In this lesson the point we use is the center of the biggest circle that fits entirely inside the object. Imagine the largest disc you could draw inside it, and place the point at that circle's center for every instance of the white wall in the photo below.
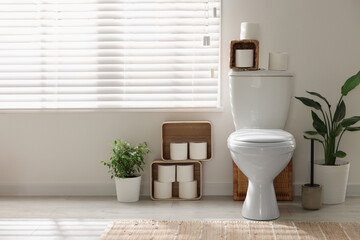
(59, 153)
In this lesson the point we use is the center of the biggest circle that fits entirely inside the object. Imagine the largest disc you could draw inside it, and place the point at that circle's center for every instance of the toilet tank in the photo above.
(260, 99)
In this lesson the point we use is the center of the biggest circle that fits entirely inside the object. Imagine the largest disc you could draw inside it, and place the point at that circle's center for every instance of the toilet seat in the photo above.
(260, 139)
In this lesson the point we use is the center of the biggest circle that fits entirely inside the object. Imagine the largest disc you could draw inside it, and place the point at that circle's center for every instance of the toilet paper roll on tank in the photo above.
(278, 61)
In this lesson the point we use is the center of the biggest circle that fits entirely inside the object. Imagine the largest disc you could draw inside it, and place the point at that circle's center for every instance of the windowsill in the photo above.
(135, 110)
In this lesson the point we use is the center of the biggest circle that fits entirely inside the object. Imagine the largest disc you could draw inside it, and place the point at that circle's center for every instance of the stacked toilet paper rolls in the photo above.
(162, 190)
(198, 150)
(188, 190)
(178, 150)
(163, 186)
(187, 184)
(166, 173)
(185, 173)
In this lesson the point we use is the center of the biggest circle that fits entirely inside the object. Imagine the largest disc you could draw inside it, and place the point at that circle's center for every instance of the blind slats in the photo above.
(109, 54)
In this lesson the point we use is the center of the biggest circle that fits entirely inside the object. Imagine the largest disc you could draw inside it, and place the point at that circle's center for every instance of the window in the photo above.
(69, 54)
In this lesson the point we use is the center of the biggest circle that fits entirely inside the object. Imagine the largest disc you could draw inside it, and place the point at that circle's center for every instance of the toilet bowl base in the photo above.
(260, 203)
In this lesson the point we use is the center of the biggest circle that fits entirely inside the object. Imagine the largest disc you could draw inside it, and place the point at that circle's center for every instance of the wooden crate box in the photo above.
(244, 44)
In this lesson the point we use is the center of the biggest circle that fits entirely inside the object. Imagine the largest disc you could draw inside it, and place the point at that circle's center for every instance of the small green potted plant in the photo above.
(329, 127)
(126, 165)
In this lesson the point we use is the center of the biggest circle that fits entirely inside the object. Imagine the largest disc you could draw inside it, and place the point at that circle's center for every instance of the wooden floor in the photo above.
(86, 217)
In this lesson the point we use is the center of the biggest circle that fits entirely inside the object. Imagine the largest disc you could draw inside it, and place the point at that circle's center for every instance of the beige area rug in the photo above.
(179, 230)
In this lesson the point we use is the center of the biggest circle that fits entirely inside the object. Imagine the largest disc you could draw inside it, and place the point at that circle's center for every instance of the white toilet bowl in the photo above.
(261, 154)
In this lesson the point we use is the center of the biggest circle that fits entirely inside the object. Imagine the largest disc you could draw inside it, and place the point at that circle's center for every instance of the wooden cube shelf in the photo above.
(175, 185)
(244, 44)
(282, 183)
(185, 131)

________________________

#### [What you will do]
Please write out all of the items above word for word, leaving out the pictures.

#### [Response]
In this lesson the point we use is the center of the biggest circle that fits entirely inside the object. Imagine the largest disc you could draw inside it, and place the point at that circle's center for every instance of the white wall in the photo below.
(59, 153)
In this lesson the point we use is the center of the biggest circle that fits entirely inside the object. Imagine the largest disc you could draw inside it, and place the point at that circle's center for every instance of the toilet tank in the photo above.
(260, 99)
In this lesson the point we use is the center of the biggest circle that fits entirely inside the object. Imagine the largest disc you could draw inside it, and place the point at that circle's center for every instance of the toilet seat in the photo above.
(260, 139)
In this lesson the point we use is the center of the biggest circle that fits entirely inside the object. Imagine the largest disc you could draw inside it, and place the point at that circle's center for every instance of the toilet paper roll on tank in the photo above.
(278, 61)
In this lesson the point we use is the center of the biggest circle that fits entirely inside the object. Imagine the largest disc you could draw inside it, and place the point at that circle's center for every instance of the windowsill in the photo above.
(135, 110)
In this lesson the point we use is the center of the biggest circle that fits entirely inside the object. Imagine the largest disc you could draw inside it, and place the point at that circle's center for every instance of the stacked toilet paper rolls in the photo above.
(162, 190)
(198, 150)
(188, 190)
(178, 150)
(163, 186)
(187, 184)
(166, 173)
(185, 173)
In this lesson the point we use is the center of the biggest circle that fits entirely inside the object. Imagine the largest disc you could draw inside it, and place the point at that circle's center for every instance of the blind slats in the photo above.
(109, 54)
In this lesson the point we use is the center of the biggest circle that fits entirely inside the object. Imagine the largest disc you could draw inside it, and place the point at that circle's center for every instance of the window in the photo above.
(69, 54)
In this lesson the point we use is the center of the biggest circle that fits entirely inside the object. Imagine the largest disc you could draw inside it, and place the point at that circle's center for every instance of the toilet bowl base in the photo above.
(260, 203)
In this lesson the point we use is the center of the biggest circle that fits entirely inside the object. Imagine the largest disc you could draw inside it, and place the point at that circle's center for every instance of the wooden crate box in the photo above.
(244, 44)
In this lesson the point we use is the center of the biggest circle that fits entirely inside the object. Imagine the largest disc you could draw inside it, and place the point at that circle's center for every instance of the small green potted plant in the photo above.
(329, 127)
(126, 165)
In this lesson the point we use is the center of the biggest circle that fits entirely inside the object. Imagine the largest disc you could draw inside it, and place the point at that circle's center for every instance of the wooden floor in the photo above.
(86, 217)
In this lesson the point we use is the center of the biggest circle that fits entirely inside the object. Imagine the largest disc you could draw inside it, and place the point at that circle's center for every instance of the beige area rug in the photo above.
(179, 230)
In this lesson the point we use is the center of the biggest circle that fits entirely inside the object. Imagine the largest disc you could draw inside it, and place the point at that circle's center for every instance of the white toilet bowl in the photo above.
(261, 154)
In this lesson the point we use is the center of the biggest circle that fits entirely inside the object. Imagine the largest disc you could draw inside it, and place the point at that circle's center for every instance of the wooden cube shelf in the photo above.
(175, 185)
(244, 44)
(282, 183)
(185, 131)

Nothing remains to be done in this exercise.